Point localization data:
------------------------------------

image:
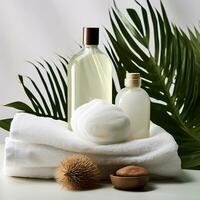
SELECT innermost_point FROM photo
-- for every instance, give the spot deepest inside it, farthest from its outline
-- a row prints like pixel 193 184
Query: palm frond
pixel 48 100
pixel 168 60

------------------------------------

AIM OF THE EXERCISE:
First drop every picture, then print the data above exactly as it stands.

RESULT OF THE EXERCISE:
image:
SELECT innermost_point FROM photo
-- for every instance, give the spot deepest inside it, farthest from its outline
-- a row prints like pixel 193 184
Query: palm frond
pixel 48 100
pixel 168 60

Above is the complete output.